# Problem
Would you please copy each line of the listing that mentions "evergreen"?

--- START ---

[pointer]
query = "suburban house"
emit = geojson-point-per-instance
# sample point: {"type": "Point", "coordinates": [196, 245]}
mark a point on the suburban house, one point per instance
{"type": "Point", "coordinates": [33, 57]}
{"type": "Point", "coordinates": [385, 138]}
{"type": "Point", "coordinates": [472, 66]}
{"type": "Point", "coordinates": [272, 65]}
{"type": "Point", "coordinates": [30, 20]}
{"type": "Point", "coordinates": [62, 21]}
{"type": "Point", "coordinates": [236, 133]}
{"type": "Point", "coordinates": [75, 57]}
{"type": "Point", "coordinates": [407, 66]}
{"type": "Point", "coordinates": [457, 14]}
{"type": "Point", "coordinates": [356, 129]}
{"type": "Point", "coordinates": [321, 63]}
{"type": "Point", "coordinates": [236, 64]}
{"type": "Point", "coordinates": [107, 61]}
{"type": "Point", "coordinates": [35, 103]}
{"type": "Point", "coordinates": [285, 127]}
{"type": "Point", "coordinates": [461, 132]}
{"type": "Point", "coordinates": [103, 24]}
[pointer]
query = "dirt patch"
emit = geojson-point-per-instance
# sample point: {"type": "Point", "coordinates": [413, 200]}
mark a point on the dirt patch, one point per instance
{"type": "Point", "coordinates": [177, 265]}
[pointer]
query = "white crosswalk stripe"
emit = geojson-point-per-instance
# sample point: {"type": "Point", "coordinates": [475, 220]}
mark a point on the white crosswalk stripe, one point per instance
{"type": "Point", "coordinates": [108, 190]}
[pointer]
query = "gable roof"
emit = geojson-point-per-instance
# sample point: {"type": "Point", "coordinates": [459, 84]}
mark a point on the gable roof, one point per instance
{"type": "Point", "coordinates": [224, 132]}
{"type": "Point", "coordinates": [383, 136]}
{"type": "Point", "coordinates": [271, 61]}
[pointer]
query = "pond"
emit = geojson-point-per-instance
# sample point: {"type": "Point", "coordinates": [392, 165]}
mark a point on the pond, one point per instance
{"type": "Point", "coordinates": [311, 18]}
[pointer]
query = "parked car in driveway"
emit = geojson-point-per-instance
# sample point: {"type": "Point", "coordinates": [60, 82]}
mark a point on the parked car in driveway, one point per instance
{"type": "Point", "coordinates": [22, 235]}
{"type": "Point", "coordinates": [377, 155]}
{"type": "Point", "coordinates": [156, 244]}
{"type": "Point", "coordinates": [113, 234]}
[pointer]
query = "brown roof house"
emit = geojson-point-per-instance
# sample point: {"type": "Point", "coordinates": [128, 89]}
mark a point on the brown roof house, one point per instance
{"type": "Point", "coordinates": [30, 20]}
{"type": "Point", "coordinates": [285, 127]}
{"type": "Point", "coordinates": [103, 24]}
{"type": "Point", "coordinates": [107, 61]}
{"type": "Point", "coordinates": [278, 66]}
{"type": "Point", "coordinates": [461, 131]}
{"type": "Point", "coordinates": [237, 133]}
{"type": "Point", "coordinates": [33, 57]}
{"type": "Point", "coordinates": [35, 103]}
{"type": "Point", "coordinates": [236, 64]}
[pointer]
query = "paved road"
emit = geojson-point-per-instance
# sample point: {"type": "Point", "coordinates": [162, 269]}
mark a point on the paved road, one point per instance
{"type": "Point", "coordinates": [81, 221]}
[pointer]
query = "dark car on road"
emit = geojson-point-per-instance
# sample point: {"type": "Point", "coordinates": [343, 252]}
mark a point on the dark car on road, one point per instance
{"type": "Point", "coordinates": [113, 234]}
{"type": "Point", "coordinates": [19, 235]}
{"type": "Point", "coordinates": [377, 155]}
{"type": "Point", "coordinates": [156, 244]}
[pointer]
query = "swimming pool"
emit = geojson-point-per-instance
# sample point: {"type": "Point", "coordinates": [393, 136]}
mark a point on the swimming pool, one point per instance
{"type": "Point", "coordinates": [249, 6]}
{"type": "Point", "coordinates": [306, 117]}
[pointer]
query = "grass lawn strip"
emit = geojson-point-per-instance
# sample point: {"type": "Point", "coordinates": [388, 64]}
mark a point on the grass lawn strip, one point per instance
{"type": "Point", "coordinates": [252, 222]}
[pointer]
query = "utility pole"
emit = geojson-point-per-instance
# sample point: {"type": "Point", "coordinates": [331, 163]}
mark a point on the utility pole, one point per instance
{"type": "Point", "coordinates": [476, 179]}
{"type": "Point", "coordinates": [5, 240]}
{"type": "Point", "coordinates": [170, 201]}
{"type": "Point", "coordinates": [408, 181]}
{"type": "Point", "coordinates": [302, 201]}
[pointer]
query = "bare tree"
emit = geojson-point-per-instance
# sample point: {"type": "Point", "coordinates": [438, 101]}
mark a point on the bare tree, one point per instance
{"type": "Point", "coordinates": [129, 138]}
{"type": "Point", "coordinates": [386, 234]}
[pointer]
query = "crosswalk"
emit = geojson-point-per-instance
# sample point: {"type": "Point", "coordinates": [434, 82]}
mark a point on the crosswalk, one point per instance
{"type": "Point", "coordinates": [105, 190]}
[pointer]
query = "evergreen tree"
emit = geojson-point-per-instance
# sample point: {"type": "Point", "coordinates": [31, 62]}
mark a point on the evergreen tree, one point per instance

--- END ---
--- START ---

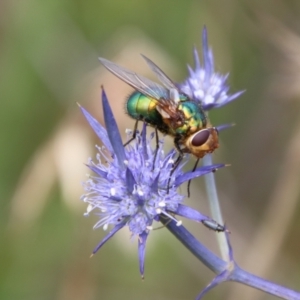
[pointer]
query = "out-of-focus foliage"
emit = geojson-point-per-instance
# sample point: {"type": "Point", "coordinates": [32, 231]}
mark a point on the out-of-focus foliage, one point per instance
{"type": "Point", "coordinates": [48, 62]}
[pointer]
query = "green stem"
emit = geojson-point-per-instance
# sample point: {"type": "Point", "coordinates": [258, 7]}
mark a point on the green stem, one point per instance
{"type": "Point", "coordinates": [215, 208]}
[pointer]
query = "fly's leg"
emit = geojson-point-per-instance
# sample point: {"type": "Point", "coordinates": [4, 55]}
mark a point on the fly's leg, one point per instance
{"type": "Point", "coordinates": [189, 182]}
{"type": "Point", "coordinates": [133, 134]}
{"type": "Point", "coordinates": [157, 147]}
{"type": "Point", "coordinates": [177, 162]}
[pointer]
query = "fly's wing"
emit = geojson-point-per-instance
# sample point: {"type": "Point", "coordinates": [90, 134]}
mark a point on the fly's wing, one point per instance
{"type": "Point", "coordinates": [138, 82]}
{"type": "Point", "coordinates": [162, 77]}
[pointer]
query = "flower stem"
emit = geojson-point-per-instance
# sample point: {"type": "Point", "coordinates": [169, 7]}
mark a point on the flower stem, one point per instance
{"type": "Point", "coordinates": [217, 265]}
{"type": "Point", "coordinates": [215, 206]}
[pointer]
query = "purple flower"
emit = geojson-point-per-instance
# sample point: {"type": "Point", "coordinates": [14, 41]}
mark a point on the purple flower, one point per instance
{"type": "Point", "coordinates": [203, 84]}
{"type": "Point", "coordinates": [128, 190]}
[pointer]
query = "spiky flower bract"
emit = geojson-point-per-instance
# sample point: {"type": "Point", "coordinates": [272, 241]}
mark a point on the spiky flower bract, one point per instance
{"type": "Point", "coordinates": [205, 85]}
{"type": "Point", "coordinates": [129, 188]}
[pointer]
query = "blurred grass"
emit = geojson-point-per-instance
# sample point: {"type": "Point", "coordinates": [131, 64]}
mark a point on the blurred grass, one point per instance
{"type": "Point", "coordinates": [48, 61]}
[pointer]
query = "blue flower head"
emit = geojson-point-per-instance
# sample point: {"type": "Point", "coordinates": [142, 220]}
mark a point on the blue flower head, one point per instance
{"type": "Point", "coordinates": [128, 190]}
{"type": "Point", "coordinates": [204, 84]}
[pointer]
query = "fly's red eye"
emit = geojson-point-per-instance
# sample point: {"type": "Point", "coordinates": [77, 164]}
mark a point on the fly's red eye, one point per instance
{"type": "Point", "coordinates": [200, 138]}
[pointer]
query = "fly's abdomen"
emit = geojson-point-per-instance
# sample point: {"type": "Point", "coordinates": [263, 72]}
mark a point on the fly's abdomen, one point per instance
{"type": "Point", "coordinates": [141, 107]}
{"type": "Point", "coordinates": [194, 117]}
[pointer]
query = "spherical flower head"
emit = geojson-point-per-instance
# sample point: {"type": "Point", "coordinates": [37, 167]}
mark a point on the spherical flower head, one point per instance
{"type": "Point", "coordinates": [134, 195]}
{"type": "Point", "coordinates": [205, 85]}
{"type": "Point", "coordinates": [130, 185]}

--- END ---

# Task response
query = "evergreen tree"
mark a point on the evergreen tree, one point per instance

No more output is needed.